Stored dataset items
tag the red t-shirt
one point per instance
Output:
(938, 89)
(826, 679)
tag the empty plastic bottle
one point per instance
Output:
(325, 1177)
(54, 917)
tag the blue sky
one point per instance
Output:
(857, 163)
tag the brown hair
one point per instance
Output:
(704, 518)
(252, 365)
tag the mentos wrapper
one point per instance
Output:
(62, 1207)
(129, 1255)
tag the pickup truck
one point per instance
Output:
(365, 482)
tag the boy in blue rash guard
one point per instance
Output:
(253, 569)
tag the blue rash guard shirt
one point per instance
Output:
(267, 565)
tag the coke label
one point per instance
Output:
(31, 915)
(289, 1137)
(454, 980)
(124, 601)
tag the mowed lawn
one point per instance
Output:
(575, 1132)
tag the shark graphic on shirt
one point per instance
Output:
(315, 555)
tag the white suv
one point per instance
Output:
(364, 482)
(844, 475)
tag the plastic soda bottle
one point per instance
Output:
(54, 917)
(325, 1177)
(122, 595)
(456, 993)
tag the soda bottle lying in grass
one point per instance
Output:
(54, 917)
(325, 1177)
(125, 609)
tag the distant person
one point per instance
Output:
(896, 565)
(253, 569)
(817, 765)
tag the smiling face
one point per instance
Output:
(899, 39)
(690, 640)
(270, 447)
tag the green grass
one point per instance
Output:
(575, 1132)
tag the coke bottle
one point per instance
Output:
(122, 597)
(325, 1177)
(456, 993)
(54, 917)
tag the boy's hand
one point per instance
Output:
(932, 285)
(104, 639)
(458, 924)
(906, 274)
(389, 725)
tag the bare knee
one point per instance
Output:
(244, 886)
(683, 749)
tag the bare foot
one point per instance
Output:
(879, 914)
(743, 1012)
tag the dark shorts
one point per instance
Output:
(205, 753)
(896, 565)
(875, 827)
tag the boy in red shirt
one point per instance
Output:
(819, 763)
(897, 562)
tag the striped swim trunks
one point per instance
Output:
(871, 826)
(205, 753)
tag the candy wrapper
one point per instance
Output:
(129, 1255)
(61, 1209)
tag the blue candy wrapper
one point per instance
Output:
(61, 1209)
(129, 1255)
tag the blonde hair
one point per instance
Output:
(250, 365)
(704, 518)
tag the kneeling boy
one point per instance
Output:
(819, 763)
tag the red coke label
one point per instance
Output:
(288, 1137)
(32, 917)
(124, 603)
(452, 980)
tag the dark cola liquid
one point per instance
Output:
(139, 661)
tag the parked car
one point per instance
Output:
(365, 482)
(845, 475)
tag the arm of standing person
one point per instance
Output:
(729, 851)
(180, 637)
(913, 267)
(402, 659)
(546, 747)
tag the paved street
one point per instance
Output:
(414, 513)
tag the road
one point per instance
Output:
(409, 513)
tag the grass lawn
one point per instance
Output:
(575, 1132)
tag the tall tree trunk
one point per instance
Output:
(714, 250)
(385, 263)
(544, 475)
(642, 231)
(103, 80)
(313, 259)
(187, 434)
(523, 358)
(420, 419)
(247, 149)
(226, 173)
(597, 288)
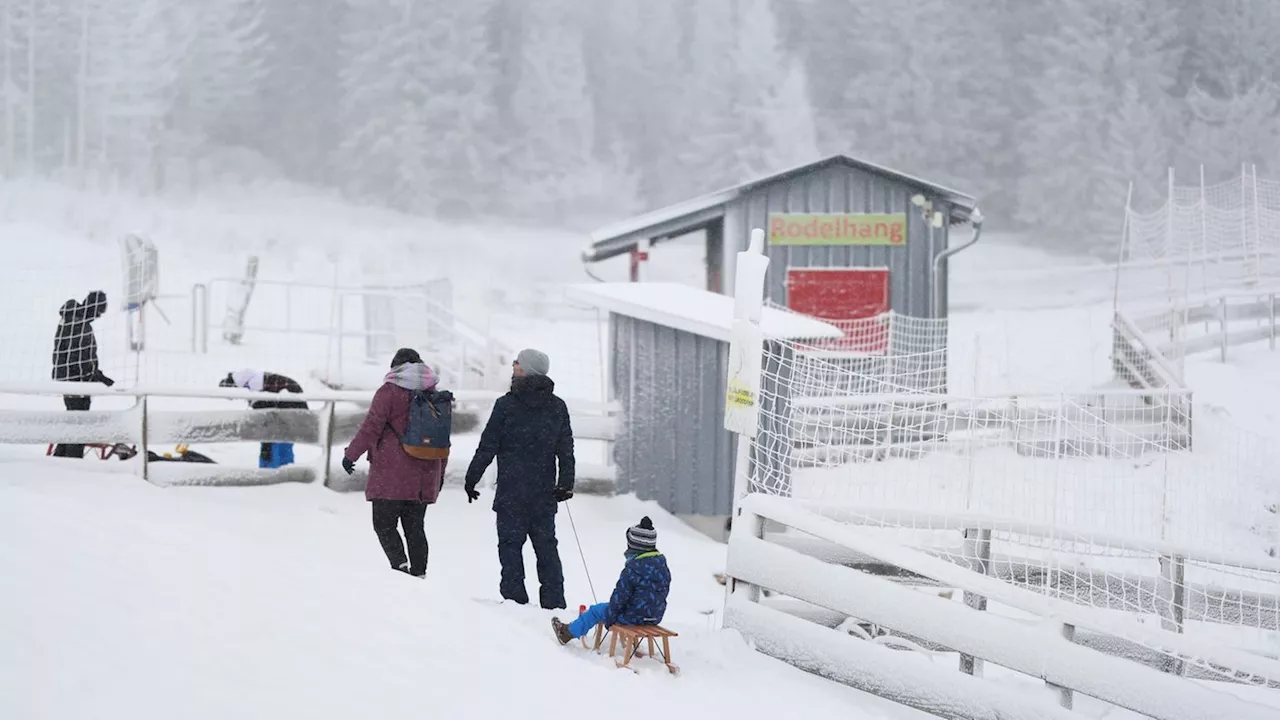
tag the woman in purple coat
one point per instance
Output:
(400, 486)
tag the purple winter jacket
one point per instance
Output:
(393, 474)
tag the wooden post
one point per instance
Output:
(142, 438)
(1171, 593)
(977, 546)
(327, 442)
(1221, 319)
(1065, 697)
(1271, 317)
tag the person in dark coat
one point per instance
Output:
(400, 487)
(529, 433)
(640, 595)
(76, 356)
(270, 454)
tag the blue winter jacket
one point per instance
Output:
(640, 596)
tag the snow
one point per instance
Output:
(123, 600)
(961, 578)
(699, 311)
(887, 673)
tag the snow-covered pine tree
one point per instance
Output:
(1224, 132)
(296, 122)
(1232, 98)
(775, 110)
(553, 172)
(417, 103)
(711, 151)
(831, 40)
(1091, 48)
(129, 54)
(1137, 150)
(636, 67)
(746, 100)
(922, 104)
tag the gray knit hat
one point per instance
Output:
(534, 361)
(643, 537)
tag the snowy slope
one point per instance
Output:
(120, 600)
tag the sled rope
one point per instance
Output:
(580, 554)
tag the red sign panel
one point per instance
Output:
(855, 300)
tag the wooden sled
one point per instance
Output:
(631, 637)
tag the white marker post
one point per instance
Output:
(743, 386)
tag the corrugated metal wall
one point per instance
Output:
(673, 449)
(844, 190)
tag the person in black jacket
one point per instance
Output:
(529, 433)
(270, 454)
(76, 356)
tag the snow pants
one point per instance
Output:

◆ TASK PROMPT:
Gather from the records above every line containing the string "guard".

◆ RESULT OF THE TASK:
tag the boy in blue rash guard
tag the blue rash guard shirt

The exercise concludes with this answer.